Assumptions were made that the balance between 60-40 between urban and rural is taken into account and there was consultation with local government and other department counterparts on forecasts of population projections.

Regarding what money is being spent, 40% uplift was graciously received regarding infrastructure programmes. Budget dealt with two particular contexts. The first context dealt with is the reality that many schools are overcrowded and in a state that raises functionality and safety concerns. A portion of the R748 additional million went into ensuring that facilities were protected and upgraded, whilst prioritising the expansion of classrooms and schools.

It was explained that classrooms were used as a unit of analysis, demonstrating what the additional funding would buy. Classrooms were used as a unit of analysis as it is difficult in the South African context to specify what a classroom costs, as seen in the comparison of baseline costs. It was stated that per classroom, it would cost between R750 000 to R1.2 million based on choices of technology, cement, prefabrication, conditions under which the classroom is built, etc.

Where civil works were required, aggregation within R750 000 also dealt with preparing unserviced land with electricity and water provisions due to being served to a greater extent with bulk services. Education was said to take this on as the Department typically leads on extra service or service provision.

The baseline of the costs was assessed by making comparison to other provinces on the R1-R3 million spent. There was work done at a national level to try to improve or optimise obtaining additional funds. The point was that the 842 additional classrooms were not a function of money.

Acceleration based on understanding risks would be possible. This was said to be possible because not short-cutting the process would have taken 4.7 years, as mentioned by the Minister.

Consideration was considered for stronger connectivity and connectedness with communities so that the public participation process was not bypassed. It was recognised in areas that there is pressure to accelerate, but emphasis is placed on accuracy regarding with whom and how engagement took place. In areas where the accelerated approach is applied, positive responses had been noted in the areas where the rapid build would occur (e.g., Lwandle).

A stronger inter-collaboration with governmental partners (local governments, municipalities, urban centres and the City of Cape Town) assisted in helping prioritise service provision (e.g., water).

The conditions allowed the Department to move faster with the additional funding; however, commitments were possible and increasingly made commitments were made for rapid build as well. Due to the conditions believed to be in place to accelerate infrastructure build. This was noted as not doing something different than counterparts in other provinces. It was explained that work was carried out in a system in context where many risks will prevail. It was stated that WCED was doing its best to place schools in the correct places, communicate with communities about the intent and work together to ensure the processes are streamlined.

It was stated that a portion of the money addressed history, such as overcrowded classrooms and maintenance. The additional funding split would be presented in writing.

What is required
According to the school infrastructure notes, what range of cost per classroom was given? Rely only on the school infrastructure notes above.

[Dataset entries]
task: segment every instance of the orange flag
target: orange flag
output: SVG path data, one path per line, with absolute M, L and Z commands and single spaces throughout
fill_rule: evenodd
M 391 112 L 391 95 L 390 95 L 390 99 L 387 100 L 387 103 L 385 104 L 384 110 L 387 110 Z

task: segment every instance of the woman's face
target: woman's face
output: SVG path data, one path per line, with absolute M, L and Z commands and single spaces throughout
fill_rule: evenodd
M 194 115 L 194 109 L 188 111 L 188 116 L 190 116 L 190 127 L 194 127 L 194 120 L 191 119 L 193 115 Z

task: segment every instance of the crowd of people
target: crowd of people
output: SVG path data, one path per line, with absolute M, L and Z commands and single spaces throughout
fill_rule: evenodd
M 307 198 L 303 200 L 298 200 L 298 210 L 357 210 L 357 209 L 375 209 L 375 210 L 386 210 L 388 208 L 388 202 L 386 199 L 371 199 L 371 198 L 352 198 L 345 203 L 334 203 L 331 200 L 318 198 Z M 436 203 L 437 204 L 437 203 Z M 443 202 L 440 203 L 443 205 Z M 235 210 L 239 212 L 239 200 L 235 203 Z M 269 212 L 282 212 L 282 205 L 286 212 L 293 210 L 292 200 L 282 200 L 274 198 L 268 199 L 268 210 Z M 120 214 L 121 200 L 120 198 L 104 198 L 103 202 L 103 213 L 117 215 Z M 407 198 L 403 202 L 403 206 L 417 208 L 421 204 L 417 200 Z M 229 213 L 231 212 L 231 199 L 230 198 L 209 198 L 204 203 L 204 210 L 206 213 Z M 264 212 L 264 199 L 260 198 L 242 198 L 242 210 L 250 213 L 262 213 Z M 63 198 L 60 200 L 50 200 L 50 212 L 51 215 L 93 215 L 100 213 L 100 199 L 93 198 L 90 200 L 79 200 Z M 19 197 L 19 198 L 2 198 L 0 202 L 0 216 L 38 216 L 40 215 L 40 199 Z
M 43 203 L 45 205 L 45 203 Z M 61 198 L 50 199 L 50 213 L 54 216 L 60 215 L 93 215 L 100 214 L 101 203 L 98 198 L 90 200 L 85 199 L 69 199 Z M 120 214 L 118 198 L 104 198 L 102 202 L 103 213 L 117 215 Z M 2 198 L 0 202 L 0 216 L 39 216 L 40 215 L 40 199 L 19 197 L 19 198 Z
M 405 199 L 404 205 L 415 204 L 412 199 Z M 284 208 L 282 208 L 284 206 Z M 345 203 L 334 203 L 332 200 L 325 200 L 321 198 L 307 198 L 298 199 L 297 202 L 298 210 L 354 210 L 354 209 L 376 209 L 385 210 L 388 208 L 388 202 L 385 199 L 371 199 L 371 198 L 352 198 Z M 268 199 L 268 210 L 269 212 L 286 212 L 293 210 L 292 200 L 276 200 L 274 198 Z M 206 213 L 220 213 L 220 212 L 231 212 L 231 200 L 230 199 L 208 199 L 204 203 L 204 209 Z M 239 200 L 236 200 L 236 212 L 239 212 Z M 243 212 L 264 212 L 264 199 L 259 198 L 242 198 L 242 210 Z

Exercise output
Between R750 000 and R1.2 million per classroom.